— START OF Supplied passage —
In which I look at what Duff and Phelps have cost the creditors of Rangers, and what they have been spending time on since they sold off all the assets in June.
I also take a very “broad axe” approach to the value of the administration process, which seems to suggest that the creditors would have been several million pounds better off if the liquidators had come in on 14th February!
The figures are mind-boggling.
That applies to each of the total costs, the weekly bills, the hourly rates charged, and the amount of time spent on this job.
Duff & Phelps were appointed as administrators of Rangers Football Club PLC on 14th February 2012. They remain in place, but expect shortly to be replaced when BDO step up as liquidators.
D&P consider that they have succeeded in achieving the second goal of administration, namely a better outcome for creditors via administration that if the company had gone straight to liquidation.
2012 Administrator for Rangers in the largest football club insolvency in UK history
What about the costs charged by them for this arduous and onerous work?
As I mentioned in my last post, the total sum, excluding VAT, paid to and owing to lawyers, valuers and PR firms by D&P in connection with the administration, and all money coming from the creditors’ pot amounts to £2,319,894.
The fees of D&P are separate and distinct from that figure.
In full, for the period from 14th February 2012 to 10th August 2012, the total fees charged by D&P to the creditors (which is what in effect the position is) total £3,335,053.25.
There is also a trading shortfall, in other words a loss, during the period to 13th August of £3,983,594. That figure takes account of a payment made by Mr Green’s newco to assist with trading costs of £280,924.
— END OF Supplied passage —
* [Your tasks]
- A) Answer these questions from the passage on the Rangers administration:
(i) On what date were Duff & Phelps appointed administrators of Rangers Football Club PLC?
(ii) What total fees did D&P charge for the period from 14th February 2012 to 10th August 2012?
(iii) How much did Mr Green's newco pay to assist with trading costs?
- B) Reproduce every line of the records, requests included, and raise each bounding-box coordinate in the answers by 50. Leave the pictures out of your answer.
The text and the records that follow it come from different sources.
— START OF Dataset excerpts —
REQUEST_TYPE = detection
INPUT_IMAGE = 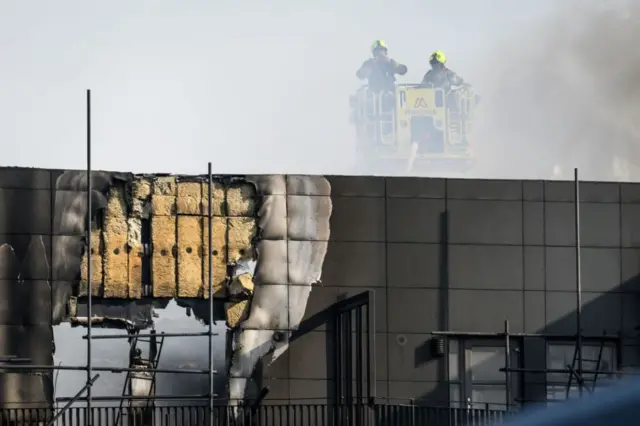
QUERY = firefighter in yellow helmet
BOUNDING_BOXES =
[356,40,407,92]
[420,50,465,91]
— END OF Dataset excerpts —
* [Answers for the tasks]
- A)
(i) 14th February 2012
(ii) £3,335,053.25
(iii) £280,924

- B)
REQUEST_TYPE = detection
INPUT_IMAGE = 
QUERY = firefighter in yellow helmet
BOUNDING_BOXES =
[406,90,457,142]
[470,100,515,141]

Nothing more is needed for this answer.